▸ DATASET EXTRACT

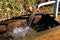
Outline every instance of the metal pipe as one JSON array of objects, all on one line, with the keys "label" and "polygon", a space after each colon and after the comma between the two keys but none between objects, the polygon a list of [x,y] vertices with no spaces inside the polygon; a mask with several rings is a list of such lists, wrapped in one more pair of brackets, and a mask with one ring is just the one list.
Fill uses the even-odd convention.
[{"label": "metal pipe", "polygon": [[59,1],[60,0],[54,0],[54,1],[49,1],[49,2],[41,3],[41,4],[38,5],[38,8],[40,8],[41,6],[45,6],[45,5],[49,5],[49,4],[55,3],[55,7],[54,7],[54,18],[57,18],[57,16],[58,16]]}]

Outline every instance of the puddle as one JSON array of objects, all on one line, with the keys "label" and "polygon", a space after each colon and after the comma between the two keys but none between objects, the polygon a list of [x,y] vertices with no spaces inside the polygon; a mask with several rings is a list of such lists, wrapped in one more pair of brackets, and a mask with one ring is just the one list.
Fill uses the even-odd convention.
[{"label": "puddle", "polygon": [[42,15],[41,19],[36,24],[31,25],[31,28],[37,32],[40,32],[46,29],[56,27],[58,25],[60,25],[60,23],[58,23],[56,20],[54,20],[53,17],[47,14]]}]

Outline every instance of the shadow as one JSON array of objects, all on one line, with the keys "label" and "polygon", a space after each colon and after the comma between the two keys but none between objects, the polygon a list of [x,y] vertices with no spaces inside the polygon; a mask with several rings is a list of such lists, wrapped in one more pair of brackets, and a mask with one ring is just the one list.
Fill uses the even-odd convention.
[{"label": "shadow", "polygon": [[43,14],[41,19],[36,24],[31,25],[31,28],[37,32],[40,32],[46,29],[56,27],[58,25],[60,24],[56,20],[54,20],[54,18],[51,17],[49,14]]}]

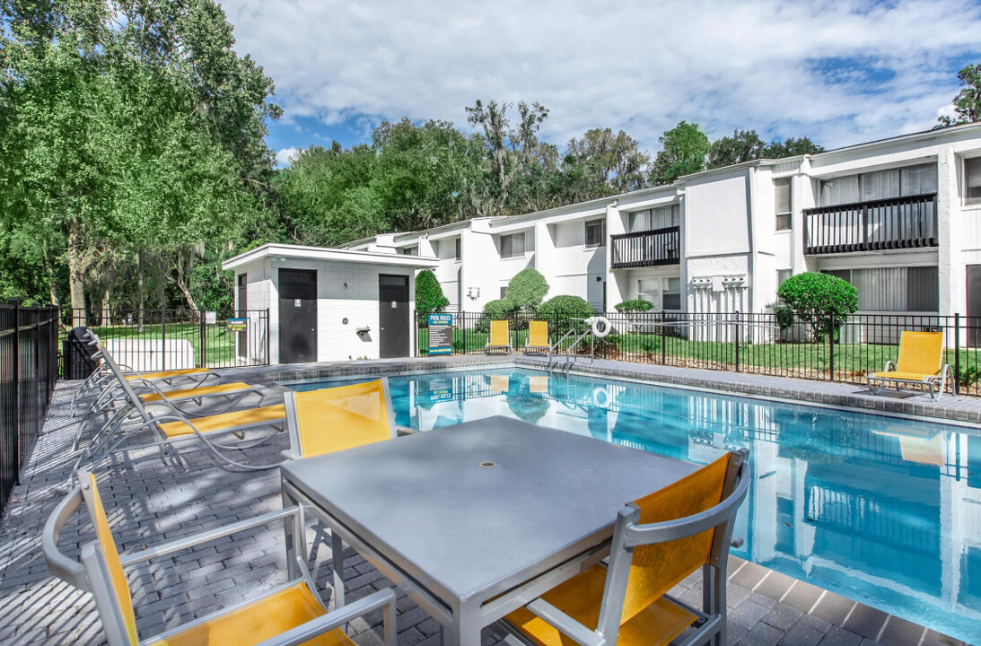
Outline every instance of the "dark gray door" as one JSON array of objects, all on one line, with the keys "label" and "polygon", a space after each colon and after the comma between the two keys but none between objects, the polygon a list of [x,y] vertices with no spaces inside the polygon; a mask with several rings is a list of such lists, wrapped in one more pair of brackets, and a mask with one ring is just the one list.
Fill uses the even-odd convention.
[{"label": "dark gray door", "polygon": [[379,354],[382,359],[408,357],[409,276],[378,276]]},{"label": "dark gray door", "polygon": [[[241,319],[248,318],[248,274],[239,273],[238,274],[238,312],[235,316]],[[238,330],[238,356],[247,357],[248,356],[248,326],[245,329]]]},{"label": "dark gray door", "polygon": [[981,348],[981,265],[967,266],[967,346]]},{"label": "dark gray door", "polygon": [[280,363],[317,361],[317,272],[280,270]]}]

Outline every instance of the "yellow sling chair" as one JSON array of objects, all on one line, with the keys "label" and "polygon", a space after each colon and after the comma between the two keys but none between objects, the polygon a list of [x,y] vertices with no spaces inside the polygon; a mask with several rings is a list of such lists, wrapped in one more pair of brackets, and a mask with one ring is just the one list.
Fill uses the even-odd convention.
[{"label": "yellow sling chair", "polygon": [[[375,592],[328,612],[307,570],[302,512],[289,507],[200,534],[179,538],[138,552],[120,555],[109,528],[95,477],[78,472],[77,484],[55,508],[41,537],[48,569],[75,587],[90,592],[102,620],[109,646],[355,646],[343,626],[375,610],[384,610],[385,644],[395,646],[395,594],[391,588]],[[58,537],[82,500],[95,526],[95,540],[81,548],[81,562],[58,549]],[[277,522],[286,524],[289,580],[237,605],[208,614],[159,635],[140,638],[132,596],[125,569],[188,548],[227,539]],[[245,592],[243,592],[243,595]],[[156,598],[150,595],[150,598]],[[178,600],[180,601],[180,600]]]}]

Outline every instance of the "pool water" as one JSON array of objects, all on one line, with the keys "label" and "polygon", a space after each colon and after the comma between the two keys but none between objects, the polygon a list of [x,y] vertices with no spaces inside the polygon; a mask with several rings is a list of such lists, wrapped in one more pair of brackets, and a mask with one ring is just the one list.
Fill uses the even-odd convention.
[{"label": "pool water", "polygon": [[505,415],[698,464],[747,447],[734,554],[981,643],[976,429],[520,369],[389,385],[396,422],[421,430]]}]

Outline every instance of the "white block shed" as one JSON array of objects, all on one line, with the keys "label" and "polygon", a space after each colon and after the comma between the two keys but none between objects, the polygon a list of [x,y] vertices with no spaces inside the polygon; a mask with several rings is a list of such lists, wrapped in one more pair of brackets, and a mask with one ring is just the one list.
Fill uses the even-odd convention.
[{"label": "white block shed", "polygon": [[[236,310],[269,310],[269,363],[291,364],[414,356],[415,273],[437,264],[393,253],[265,244],[222,267],[235,273]],[[236,355],[265,354],[265,339],[257,337],[236,335]]]}]

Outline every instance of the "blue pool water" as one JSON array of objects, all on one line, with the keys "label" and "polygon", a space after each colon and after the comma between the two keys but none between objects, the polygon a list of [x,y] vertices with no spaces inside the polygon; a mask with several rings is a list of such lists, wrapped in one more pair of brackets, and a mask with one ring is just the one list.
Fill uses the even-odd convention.
[{"label": "blue pool water", "polygon": [[505,415],[699,464],[745,446],[734,554],[981,643],[975,429],[530,370],[389,383],[397,423],[421,430]]}]

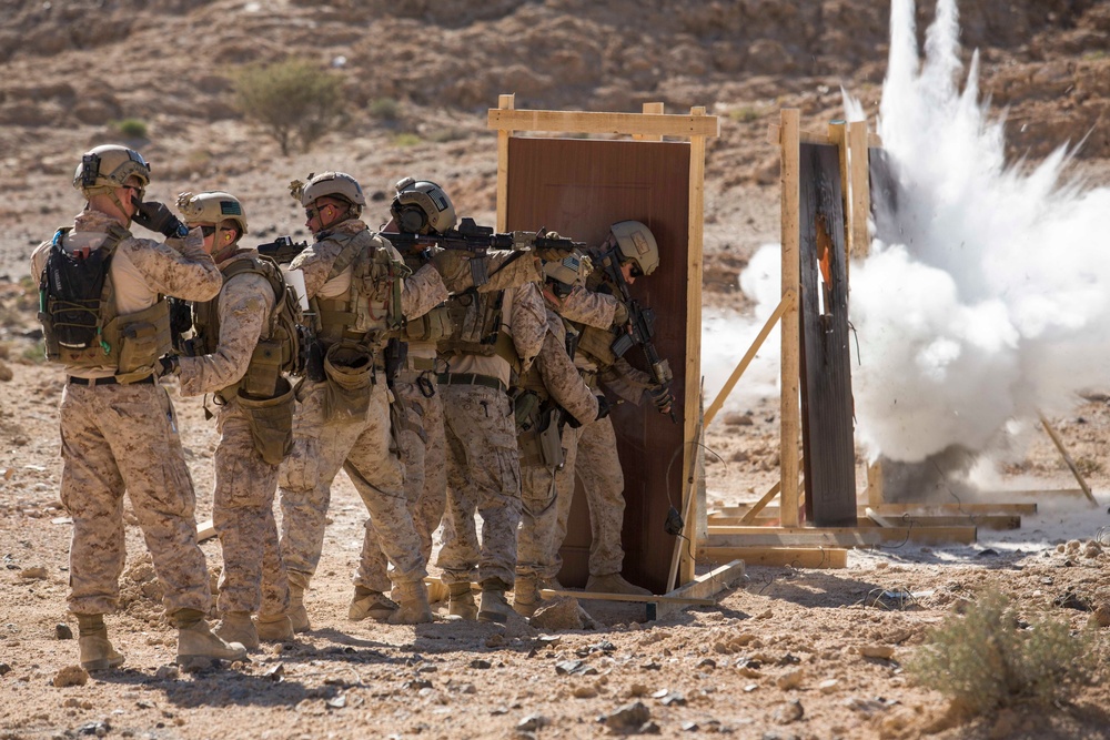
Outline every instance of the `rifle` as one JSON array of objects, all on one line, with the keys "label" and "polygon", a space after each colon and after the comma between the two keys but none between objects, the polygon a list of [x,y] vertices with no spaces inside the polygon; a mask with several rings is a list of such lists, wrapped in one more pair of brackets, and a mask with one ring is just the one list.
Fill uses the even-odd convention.
[{"label": "rifle", "polygon": [[259,244],[259,254],[272,259],[280,265],[287,265],[293,257],[309,249],[307,242],[294,242],[292,236],[279,236],[272,242]]},{"label": "rifle", "polygon": [[[513,231],[495,233],[492,226],[480,226],[474,219],[462,219],[457,229],[448,229],[442,234],[414,234],[411,232],[383,231],[381,235],[401,252],[418,251],[425,246],[441,246],[445,250],[463,250],[475,257],[484,257],[490,250],[507,250],[511,252],[533,251],[543,260],[562,260],[576,249],[584,249],[583,242],[575,242],[562,236],[548,236],[539,229],[535,233]],[[488,266],[485,260],[471,260],[471,276],[475,285],[484,285],[490,281]]]},{"label": "rifle", "polygon": [[[670,381],[674,379],[670,364],[659,357],[659,353],[656,352],[655,344],[652,342],[652,337],[655,336],[655,311],[647,306],[640,306],[639,302],[632,297],[628,283],[625,282],[624,273],[620,271],[620,261],[614,254],[616,250],[617,247],[614,246],[598,256],[598,263],[608,275],[609,282],[620,291],[620,298],[628,307],[628,323],[625,324],[627,331],[622,332],[609,348],[613,349],[614,355],[623,357],[634,345],[639,345],[652,377],[658,385],[669,388]],[[675,424],[678,423],[674,405],[670,408],[670,420]]]}]

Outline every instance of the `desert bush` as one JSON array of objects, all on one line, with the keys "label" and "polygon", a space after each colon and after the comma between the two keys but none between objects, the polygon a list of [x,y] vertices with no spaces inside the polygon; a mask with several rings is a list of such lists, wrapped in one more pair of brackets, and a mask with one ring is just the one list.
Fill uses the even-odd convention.
[{"label": "desert bush", "polygon": [[128,139],[145,139],[147,138],[147,122],[139,119],[123,119],[122,121],[112,121],[112,128],[115,129],[120,135],[127,136]]},{"label": "desert bush", "polygon": [[289,155],[294,141],[312,142],[343,118],[340,77],[303,59],[251,64],[234,79],[235,102]]},{"label": "desert bush", "polygon": [[1067,620],[1047,615],[1026,626],[1005,595],[988,592],[931,631],[906,670],[981,713],[1067,700],[1093,680],[1098,657],[1092,632],[1073,635]]}]

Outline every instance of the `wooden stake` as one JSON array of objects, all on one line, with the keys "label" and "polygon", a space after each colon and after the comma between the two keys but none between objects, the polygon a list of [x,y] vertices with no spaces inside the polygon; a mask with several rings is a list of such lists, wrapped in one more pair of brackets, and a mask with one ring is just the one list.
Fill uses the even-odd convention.
[{"label": "wooden stake", "polygon": [[1048,436],[1052,438],[1052,444],[1054,444],[1056,448],[1060,450],[1063,462],[1068,464],[1069,468],[1071,468],[1071,475],[1076,476],[1076,480],[1079,481],[1079,487],[1083,489],[1083,495],[1087,496],[1087,499],[1091,504],[1098,506],[1099,503],[1094,499],[1094,495],[1091,493],[1090,486],[1087,485],[1087,480],[1083,479],[1083,474],[1079,472],[1079,468],[1076,467],[1074,462],[1071,459],[1071,455],[1069,455],[1068,450],[1064,449],[1063,440],[1060,439],[1060,435],[1056,433],[1056,429],[1053,429],[1052,425],[1048,423],[1048,419],[1045,418],[1043,414],[1038,413],[1037,415],[1040,417],[1041,425],[1045,427],[1045,430],[1048,432]]}]

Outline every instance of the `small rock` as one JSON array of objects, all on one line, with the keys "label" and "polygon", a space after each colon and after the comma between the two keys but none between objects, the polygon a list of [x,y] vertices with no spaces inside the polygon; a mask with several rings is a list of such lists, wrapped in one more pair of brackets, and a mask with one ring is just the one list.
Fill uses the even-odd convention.
[{"label": "small rock", "polygon": [[84,686],[89,682],[89,672],[80,666],[67,666],[54,673],[53,685],[59,689],[67,686]]},{"label": "small rock", "polygon": [[775,721],[779,724],[789,724],[797,722],[805,713],[806,710],[801,707],[801,702],[795,699],[775,710]]},{"label": "small rock", "polygon": [[617,707],[608,714],[602,714],[597,721],[613,730],[614,732],[627,732],[639,730],[652,719],[652,710],[642,701],[634,701],[623,707]]}]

▸ REQUIRED WORK
Pull out each line of the listing above that contains the string "wooden", and copy every such line in full.

▸ TASK RESULT
Outline every instance of the `wooden stake` as one JSON array of objects, all on one line, with the keys "label" and "polygon", a space after each colon and after the comma between the two keys but none between objects, the polygon a list of [x,y] vertices with no spaces inside the polygon; a mask with several rings is a list of such lists, wrapped in one more pair of brackets, and a mask with one ring is just the one list.
[{"label": "wooden stake", "polygon": [[1048,436],[1052,438],[1052,444],[1054,444],[1056,448],[1060,450],[1063,462],[1068,464],[1069,468],[1071,468],[1071,475],[1076,476],[1076,480],[1079,481],[1079,487],[1083,489],[1083,495],[1087,496],[1087,499],[1091,504],[1098,506],[1099,503],[1094,499],[1094,495],[1091,493],[1090,486],[1087,485],[1087,480],[1083,479],[1083,474],[1079,472],[1079,468],[1076,467],[1074,462],[1071,459],[1071,455],[1069,455],[1068,450],[1064,449],[1063,440],[1060,439],[1060,435],[1056,433],[1056,429],[1053,429],[1052,425],[1048,423],[1048,419],[1045,418],[1043,414],[1038,413],[1037,415],[1040,417],[1041,425],[1045,427],[1045,430],[1048,432]]}]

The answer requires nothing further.